*Given data*:

★ ★ ★ ★

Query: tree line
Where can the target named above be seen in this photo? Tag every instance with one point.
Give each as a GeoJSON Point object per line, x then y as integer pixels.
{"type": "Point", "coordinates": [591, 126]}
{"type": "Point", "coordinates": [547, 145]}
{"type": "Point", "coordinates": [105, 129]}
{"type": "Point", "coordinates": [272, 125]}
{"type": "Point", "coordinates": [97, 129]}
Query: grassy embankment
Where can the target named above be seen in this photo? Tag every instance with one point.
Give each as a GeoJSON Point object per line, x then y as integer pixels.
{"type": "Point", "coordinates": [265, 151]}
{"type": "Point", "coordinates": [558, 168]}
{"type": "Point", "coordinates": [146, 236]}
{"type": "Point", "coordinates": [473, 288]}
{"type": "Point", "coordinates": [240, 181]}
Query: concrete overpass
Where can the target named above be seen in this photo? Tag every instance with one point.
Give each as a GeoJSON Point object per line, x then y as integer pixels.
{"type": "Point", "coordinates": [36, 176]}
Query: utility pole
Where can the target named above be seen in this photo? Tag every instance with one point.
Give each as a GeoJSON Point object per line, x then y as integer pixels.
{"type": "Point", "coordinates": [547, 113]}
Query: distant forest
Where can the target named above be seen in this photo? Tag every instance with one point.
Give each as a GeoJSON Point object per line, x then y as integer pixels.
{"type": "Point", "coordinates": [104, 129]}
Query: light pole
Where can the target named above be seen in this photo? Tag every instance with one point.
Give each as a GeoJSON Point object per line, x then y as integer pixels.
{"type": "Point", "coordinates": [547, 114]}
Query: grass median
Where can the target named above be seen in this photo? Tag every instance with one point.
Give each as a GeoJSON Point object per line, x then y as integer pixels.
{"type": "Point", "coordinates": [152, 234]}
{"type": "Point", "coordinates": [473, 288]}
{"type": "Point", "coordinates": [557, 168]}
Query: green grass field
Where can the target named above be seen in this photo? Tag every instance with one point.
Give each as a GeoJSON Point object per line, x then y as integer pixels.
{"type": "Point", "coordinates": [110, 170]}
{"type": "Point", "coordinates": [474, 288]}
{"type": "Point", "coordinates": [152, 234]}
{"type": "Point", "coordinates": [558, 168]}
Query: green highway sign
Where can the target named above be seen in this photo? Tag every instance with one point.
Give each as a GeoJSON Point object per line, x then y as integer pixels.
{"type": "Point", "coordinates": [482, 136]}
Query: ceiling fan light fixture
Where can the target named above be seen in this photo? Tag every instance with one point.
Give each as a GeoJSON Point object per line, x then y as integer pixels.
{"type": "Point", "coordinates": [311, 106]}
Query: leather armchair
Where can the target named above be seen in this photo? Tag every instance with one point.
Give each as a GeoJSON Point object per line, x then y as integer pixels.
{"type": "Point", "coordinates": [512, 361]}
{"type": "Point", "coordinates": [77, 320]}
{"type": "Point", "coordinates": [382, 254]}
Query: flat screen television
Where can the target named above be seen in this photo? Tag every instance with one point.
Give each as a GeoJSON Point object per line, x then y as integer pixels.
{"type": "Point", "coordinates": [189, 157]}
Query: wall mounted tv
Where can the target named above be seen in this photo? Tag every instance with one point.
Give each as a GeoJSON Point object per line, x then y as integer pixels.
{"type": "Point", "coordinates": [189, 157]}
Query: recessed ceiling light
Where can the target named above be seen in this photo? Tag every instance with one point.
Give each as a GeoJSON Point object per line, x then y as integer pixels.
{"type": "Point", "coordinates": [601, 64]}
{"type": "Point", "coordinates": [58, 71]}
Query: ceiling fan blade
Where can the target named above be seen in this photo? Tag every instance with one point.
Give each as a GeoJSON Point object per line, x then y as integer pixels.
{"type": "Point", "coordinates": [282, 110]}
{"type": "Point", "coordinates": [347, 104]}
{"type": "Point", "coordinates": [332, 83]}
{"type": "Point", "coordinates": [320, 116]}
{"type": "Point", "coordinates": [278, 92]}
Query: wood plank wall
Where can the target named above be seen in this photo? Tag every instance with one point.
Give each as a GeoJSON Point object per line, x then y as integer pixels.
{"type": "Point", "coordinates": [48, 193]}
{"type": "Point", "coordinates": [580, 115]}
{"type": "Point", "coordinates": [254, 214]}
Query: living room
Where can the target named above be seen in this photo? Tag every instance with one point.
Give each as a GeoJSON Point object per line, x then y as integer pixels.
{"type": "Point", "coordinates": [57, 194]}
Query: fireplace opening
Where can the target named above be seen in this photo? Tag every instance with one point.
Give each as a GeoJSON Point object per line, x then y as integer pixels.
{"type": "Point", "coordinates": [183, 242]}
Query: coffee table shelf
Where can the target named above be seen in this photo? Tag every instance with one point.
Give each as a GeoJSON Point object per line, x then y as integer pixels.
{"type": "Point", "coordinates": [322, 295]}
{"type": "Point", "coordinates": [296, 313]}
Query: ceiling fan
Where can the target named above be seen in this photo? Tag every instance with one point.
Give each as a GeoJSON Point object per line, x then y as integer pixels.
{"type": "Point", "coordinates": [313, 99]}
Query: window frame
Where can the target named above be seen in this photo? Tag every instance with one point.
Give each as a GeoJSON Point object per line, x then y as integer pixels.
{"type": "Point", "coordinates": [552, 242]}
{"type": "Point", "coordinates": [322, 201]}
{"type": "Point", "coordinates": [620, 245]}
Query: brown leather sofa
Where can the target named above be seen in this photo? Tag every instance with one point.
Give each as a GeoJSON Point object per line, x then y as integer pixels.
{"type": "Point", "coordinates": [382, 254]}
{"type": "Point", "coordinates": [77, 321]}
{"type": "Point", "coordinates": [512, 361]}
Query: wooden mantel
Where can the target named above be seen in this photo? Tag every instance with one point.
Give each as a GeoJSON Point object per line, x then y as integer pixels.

★ ★ ★ ★

*What you need to do*:
Everything in the listing above should be duplicated exactly.

*Completed task*:
Query: tree line
Where can the target named above be seen in this photo? Tag every instance with one point.
Give each as a GeoJSON Point object per line, x then y as integer pixels.
{"type": "Point", "coordinates": [591, 126]}
{"type": "Point", "coordinates": [547, 145]}
{"type": "Point", "coordinates": [105, 129]}
{"type": "Point", "coordinates": [272, 125]}
{"type": "Point", "coordinates": [97, 129]}
Query: grassy embankment
Where can the target named above be seen in this photo? Tag every instance with one point.
Give each as a GeoJSON Point object per line, x then y as integer pixels.
{"type": "Point", "coordinates": [265, 151]}
{"type": "Point", "coordinates": [558, 168]}
{"type": "Point", "coordinates": [146, 236]}
{"type": "Point", "coordinates": [473, 288]}
{"type": "Point", "coordinates": [240, 181]}
Query: concrete overpass
Where can the target named above be seen in this photo? Tag every instance with one point.
Give each as a GeoJSON Point object per line, x then y as integer pixels.
{"type": "Point", "coordinates": [36, 176]}
Query: utility pole
Where can the target named above be seen in this photo? Tag every instance with one point.
Give each as a GeoJSON Point object per line, x then y as integer pixels.
{"type": "Point", "coordinates": [547, 113]}
Query: distant forest
Where can the target named above be seen in this photo? Tag every instance with one point.
Give each as a GeoJSON Point object per line, x then y as integer pixels.
{"type": "Point", "coordinates": [104, 129]}
Query: light pole
Where can the target named above be seen in this photo? Tag every instance with one point.
Give each as a GeoJSON Point object per line, x then y as integer pixels.
{"type": "Point", "coordinates": [547, 114]}
Query: grass median
Where can the target named above be seen in this photo? Tag every instance with one point.
Give each as a GeoJSON Point object per line, x then y as integer pixels.
{"type": "Point", "coordinates": [152, 234]}
{"type": "Point", "coordinates": [473, 288]}
{"type": "Point", "coordinates": [557, 168]}
Query: green grass field
Where can the target named above be seen in this photo? Tag every instance with one point.
Give each as a GeoJSON Point object per line, x then y as integer pixels.
{"type": "Point", "coordinates": [110, 170]}
{"type": "Point", "coordinates": [474, 288]}
{"type": "Point", "coordinates": [152, 234]}
{"type": "Point", "coordinates": [558, 168]}
Query: green highway sign
Where can the target named above be seen in this photo? Tag every instance with one point.
Give each as a GeoJSON Point object per line, x then y as integer pixels.
{"type": "Point", "coordinates": [482, 136]}
Query: ceiling fan light fixture
Where can the target named above be seen in this photo? Tag every instance with one point.
Give each as a GeoJSON Point object per line, x then y as integer pixels.
{"type": "Point", "coordinates": [311, 106]}
Query: leather armchair
Where can the target named above be seen in this photo? Tag every instance with one point.
Give each as a GeoJSON Point object per line, x then y as integer pixels.
{"type": "Point", "coordinates": [512, 361]}
{"type": "Point", "coordinates": [77, 320]}
{"type": "Point", "coordinates": [382, 254]}
Query: flat screen television
Where can the target named above be seen in this photo? Tag every instance with one point.
Give each as a GeoJSON Point object per line, x then y as integer pixels.
{"type": "Point", "coordinates": [189, 157]}
Query: wall mounted tv
Where can the target named above be seen in this photo? Tag every instance with one point.
Give each as a GeoJSON Point object per line, x then y as integer pixels.
{"type": "Point", "coordinates": [189, 157]}
Query: recessed ceiling light
Where can the target named above be seen in this photo? Tag every instance with one point.
Give each as a GeoJSON Point object per line, x then y as integer pixels.
{"type": "Point", "coordinates": [601, 64]}
{"type": "Point", "coordinates": [58, 71]}
Query: ceiling fan blade
Where can the target named above be seen in this photo? Tag every instance with one point.
Give each as a GeoJSON Point object per line, x then y as integer pixels.
{"type": "Point", "coordinates": [282, 110]}
{"type": "Point", "coordinates": [347, 104]}
{"type": "Point", "coordinates": [332, 83]}
{"type": "Point", "coordinates": [320, 116]}
{"type": "Point", "coordinates": [278, 92]}
Query: wood plank wall
Where can the target named above be seen in this photo? Tag every instance with one point.
Give each as a GeoJSON Point object per line, x then y as integer pixels.
{"type": "Point", "coordinates": [48, 193]}
{"type": "Point", "coordinates": [580, 115]}
{"type": "Point", "coordinates": [254, 214]}
Query: living room
Where can the target named above be seen in this photo? Tag every instance with one point.
Give each as a GeoJSON Point object per line, x then y as integer pixels.
{"type": "Point", "coordinates": [57, 194]}
Query: fireplace opening
Where can the target named above be seen in this photo? Tag every instance with one point.
Give each as a GeoJSON Point object per line, x then y as integer pixels.
{"type": "Point", "coordinates": [183, 242]}
Query: coffee table shelf
Where can the target named above be seen in this photo? Tag every instance with one point.
Give each as a GeoJSON Point object per line, x then y as integer pixels.
{"type": "Point", "coordinates": [322, 295]}
{"type": "Point", "coordinates": [296, 313]}
Query: ceiling fan
Where can the target named above be seen in this photo? Tag every instance with one point.
Give each as a GeoJSON Point object per line, x then y as integer pixels.
{"type": "Point", "coordinates": [313, 99]}
Query: window frame
Where can the target named above be seen in this photo? Tag every instance with one point.
Give each as a GeoJSON Point object per line, x then y as integer pixels.
{"type": "Point", "coordinates": [552, 242]}
{"type": "Point", "coordinates": [322, 201]}
{"type": "Point", "coordinates": [620, 245]}
Query: brown leather sofa
Where can the target named above be seen in this photo? Tag every instance with one point.
Give each as a GeoJSON Point object per line, x then y as integer pixels.
{"type": "Point", "coordinates": [382, 254]}
{"type": "Point", "coordinates": [77, 321]}
{"type": "Point", "coordinates": [512, 361]}
Query: wooden mantel
Where can the target named above be seen in this photo? Tag every instance with one point.
Give each as a GeoJSON Point object per line, x then y as integer pixels.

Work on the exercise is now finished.